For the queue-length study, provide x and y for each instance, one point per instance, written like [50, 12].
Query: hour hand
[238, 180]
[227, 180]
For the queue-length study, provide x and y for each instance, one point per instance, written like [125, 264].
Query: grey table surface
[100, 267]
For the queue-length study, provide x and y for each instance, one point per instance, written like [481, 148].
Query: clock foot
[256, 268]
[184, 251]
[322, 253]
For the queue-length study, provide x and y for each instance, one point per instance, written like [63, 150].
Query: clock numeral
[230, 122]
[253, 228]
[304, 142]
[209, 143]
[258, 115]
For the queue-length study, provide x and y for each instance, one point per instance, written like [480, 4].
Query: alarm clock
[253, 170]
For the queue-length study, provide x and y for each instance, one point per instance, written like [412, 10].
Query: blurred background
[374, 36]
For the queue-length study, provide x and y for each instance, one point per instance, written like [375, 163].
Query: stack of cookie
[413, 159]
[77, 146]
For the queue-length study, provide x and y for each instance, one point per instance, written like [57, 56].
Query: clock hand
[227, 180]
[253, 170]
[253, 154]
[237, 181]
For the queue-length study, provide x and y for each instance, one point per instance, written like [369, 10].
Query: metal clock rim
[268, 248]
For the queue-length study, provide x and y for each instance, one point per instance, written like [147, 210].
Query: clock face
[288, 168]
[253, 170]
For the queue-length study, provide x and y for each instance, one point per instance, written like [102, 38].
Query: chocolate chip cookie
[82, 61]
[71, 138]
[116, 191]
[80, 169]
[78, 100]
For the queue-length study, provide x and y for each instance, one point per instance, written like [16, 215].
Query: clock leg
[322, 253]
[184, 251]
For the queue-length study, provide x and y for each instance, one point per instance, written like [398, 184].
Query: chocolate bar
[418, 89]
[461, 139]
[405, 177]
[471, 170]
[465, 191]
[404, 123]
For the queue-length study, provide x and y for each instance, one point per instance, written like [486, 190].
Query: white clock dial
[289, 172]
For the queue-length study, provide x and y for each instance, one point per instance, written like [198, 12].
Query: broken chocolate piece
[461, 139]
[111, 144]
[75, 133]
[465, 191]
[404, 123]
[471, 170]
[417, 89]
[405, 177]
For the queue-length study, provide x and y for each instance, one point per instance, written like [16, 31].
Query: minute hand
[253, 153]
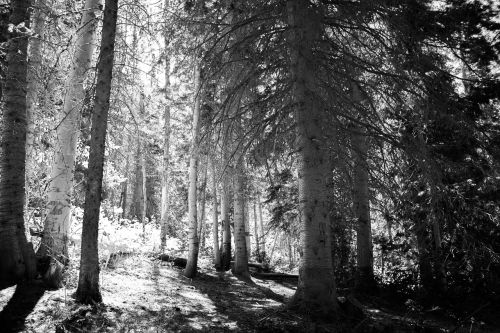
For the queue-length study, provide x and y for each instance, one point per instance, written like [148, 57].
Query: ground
[142, 294]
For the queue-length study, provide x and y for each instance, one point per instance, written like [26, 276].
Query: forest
[249, 166]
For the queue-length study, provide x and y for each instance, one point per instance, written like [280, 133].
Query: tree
[17, 260]
[316, 289]
[165, 198]
[361, 201]
[226, 222]
[215, 221]
[56, 226]
[88, 282]
[194, 242]
[240, 206]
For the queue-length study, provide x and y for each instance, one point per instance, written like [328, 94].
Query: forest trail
[146, 295]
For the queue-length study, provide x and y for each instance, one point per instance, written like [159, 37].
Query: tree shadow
[21, 304]
[245, 302]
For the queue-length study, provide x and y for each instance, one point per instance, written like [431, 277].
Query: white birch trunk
[361, 203]
[240, 238]
[316, 289]
[192, 262]
[57, 223]
[165, 195]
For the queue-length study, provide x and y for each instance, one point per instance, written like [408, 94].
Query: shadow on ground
[22, 303]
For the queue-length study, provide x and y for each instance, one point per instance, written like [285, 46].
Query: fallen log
[275, 276]
[177, 261]
[258, 266]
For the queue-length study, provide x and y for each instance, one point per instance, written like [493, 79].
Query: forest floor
[146, 295]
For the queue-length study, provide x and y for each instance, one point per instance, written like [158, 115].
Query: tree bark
[194, 243]
[365, 280]
[56, 227]
[215, 221]
[240, 234]
[316, 289]
[165, 198]
[262, 231]
[256, 230]
[226, 223]
[202, 201]
[88, 282]
[33, 77]
[17, 260]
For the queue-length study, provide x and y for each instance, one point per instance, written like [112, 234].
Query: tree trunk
[88, 282]
[316, 289]
[125, 186]
[246, 218]
[192, 263]
[165, 198]
[144, 197]
[215, 221]
[365, 281]
[256, 231]
[240, 243]
[262, 231]
[57, 224]
[33, 78]
[16, 254]
[226, 223]
[202, 201]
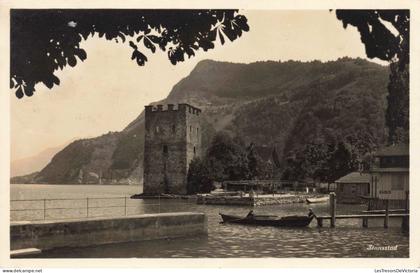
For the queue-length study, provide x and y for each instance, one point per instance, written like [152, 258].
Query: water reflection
[349, 239]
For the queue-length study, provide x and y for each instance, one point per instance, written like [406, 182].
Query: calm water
[223, 240]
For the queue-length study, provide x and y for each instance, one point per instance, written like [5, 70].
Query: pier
[256, 200]
[333, 217]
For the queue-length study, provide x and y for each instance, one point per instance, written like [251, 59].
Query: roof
[354, 177]
[397, 150]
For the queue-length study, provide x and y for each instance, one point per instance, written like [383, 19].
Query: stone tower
[172, 140]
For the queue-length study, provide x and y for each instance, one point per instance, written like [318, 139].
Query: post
[45, 209]
[87, 207]
[332, 208]
[386, 220]
[405, 222]
[365, 219]
[319, 221]
[365, 222]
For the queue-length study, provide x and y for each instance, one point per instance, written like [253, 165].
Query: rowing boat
[318, 199]
[268, 220]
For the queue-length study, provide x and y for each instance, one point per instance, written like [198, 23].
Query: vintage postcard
[225, 135]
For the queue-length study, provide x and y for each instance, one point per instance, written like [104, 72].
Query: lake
[348, 239]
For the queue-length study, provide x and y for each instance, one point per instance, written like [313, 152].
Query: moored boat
[318, 199]
[268, 220]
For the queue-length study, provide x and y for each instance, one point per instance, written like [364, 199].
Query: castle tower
[172, 140]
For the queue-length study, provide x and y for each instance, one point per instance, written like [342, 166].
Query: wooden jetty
[385, 214]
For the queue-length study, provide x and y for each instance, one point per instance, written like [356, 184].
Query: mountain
[29, 165]
[273, 104]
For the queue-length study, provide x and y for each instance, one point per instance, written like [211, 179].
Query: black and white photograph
[209, 133]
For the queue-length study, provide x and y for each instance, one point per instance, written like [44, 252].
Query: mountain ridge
[279, 104]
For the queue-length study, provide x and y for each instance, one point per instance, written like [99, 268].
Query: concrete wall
[171, 134]
[86, 232]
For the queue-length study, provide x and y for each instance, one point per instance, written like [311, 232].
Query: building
[390, 173]
[172, 140]
[351, 187]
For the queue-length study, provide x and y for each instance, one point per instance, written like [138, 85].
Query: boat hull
[317, 200]
[287, 221]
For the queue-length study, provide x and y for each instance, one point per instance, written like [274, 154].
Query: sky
[108, 90]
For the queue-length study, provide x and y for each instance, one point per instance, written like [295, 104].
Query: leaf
[148, 44]
[155, 39]
[132, 44]
[222, 39]
[141, 58]
[29, 90]
[71, 60]
[212, 35]
[241, 22]
[122, 36]
[48, 82]
[189, 52]
[19, 92]
[133, 56]
[81, 54]
[56, 80]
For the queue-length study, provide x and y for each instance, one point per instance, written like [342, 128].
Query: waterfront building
[172, 140]
[352, 187]
[390, 174]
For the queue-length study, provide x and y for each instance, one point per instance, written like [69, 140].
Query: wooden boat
[318, 199]
[268, 220]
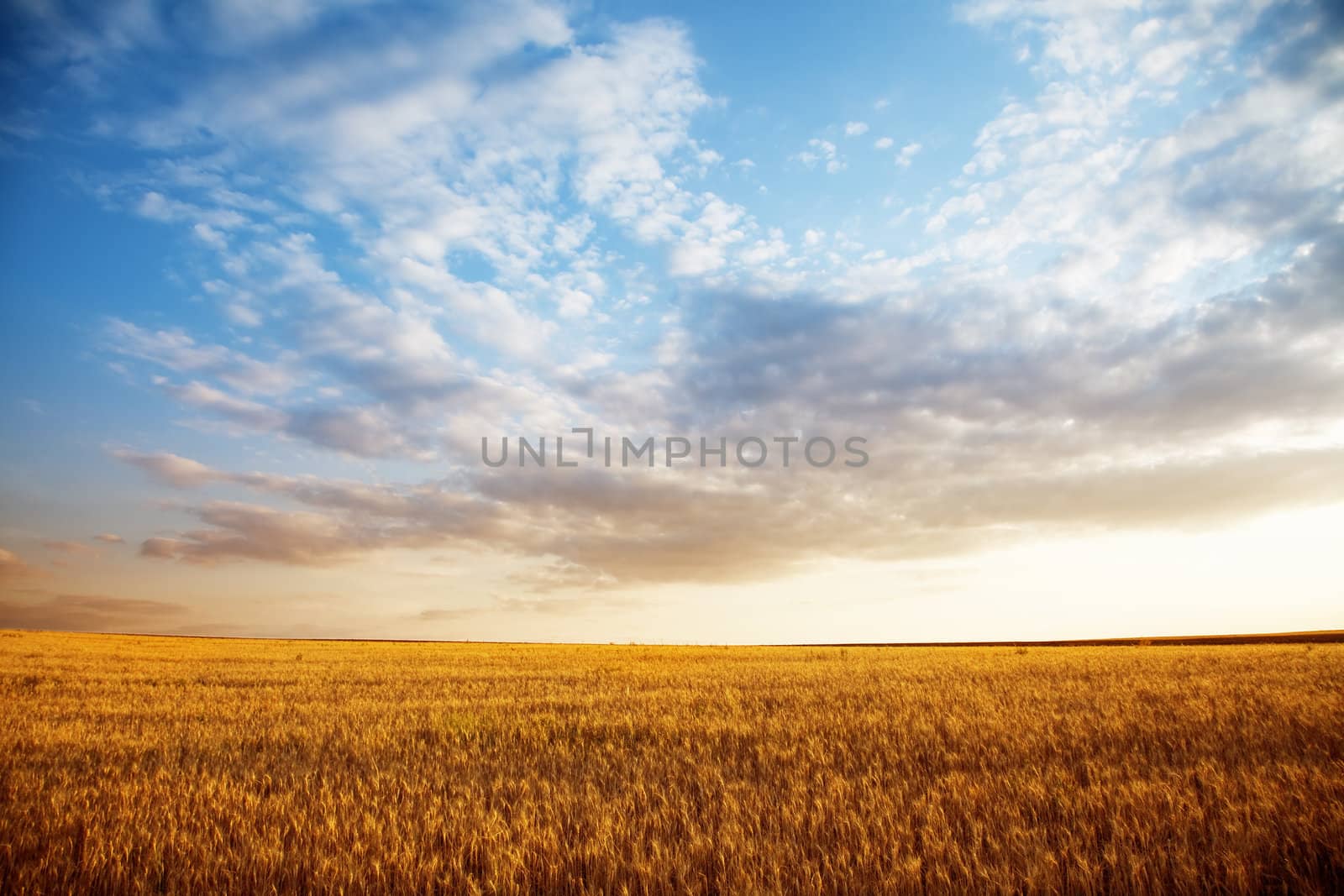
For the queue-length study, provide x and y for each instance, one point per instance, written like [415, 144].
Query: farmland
[174, 765]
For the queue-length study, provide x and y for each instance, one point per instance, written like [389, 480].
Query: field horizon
[1319, 636]
[143, 763]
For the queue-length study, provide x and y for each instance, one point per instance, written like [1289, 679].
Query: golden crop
[192, 766]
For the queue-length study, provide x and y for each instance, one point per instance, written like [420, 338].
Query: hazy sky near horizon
[269, 271]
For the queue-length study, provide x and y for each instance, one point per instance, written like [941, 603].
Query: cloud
[71, 548]
[822, 152]
[170, 469]
[495, 222]
[87, 613]
[13, 569]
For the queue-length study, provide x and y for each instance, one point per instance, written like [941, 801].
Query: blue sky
[270, 271]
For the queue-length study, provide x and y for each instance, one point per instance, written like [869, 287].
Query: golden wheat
[152, 765]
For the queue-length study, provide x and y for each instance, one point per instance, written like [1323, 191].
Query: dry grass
[145, 765]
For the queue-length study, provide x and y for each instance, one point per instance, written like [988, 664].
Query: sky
[1072, 271]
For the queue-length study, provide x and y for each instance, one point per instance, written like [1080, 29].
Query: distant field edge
[1330, 636]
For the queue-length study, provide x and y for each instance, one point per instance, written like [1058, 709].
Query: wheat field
[134, 765]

____

_EXERCISE TASK_
Set down exactly, from the line that contains "like [342, 128]." through the last line of the data, each line as it stands, and leave the pictures out.

_IN RESPONSE_
For the queue-length study, provide x and y for each instance, one point per instance, written like [342, 128].
Query: waterfront building
[172, 140]
[352, 187]
[390, 174]
For the queue-length study, provide x and y for each instance, one point per instance, written like [69, 140].
Query: wooden boat
[318, 199]
[268, 220]
For the queue-length study, provide x and y for each instance, one point per instance, written like [415, 144].
Query: farmland
[174, 765]
For the queue-length study, provide x and y for each instance, one point per instance, written like [389, 480].
Query: field horizon
[1319, 636]
[143, 763]
For the queue-length study, provide x and y for each instance, one point per instance, written like [1289, 679].
Query: golden crop
[192, 766]
For the queue-length study, provide x and y for each instance, one point per instance, written like [420, 338].
Query: hazy sky near horizon
[269, 271]
For the queue-length study, provide x and y for each instance, one point per instance, written like [941, 603].
Query: cloud
[71, 548]
[822, 152]
[170, 469]
[495, 222]
[87, 613]
[13, 569]
For the queue-length study, provide x and y for each instance, one point per instance, written like [941, 801].
Query: blue sky
[270, 271]
For the queue-length study, provide x and y for each instance, one point per instance, written like [869, 287].
Query: golden wheat
[152, 765]
For the queue-length study, provide x and y for each instance, one point per instance, written like [1323, 191].
Query: dry grass
[145, 765]
For the queue-length study, provide x and y for each instance, one point per instance, written like [988, 664].
Query: sky
[1072, 271]
For the queue-length study, provide x and y for each instance, one point per instance, written like [1080, 29].
Query: distant field edge
[1330, 636]
For the queue-length study, provide x and y for each instance, one point per instance, written like [1058, 709].
Query: wheat field
[134, 765]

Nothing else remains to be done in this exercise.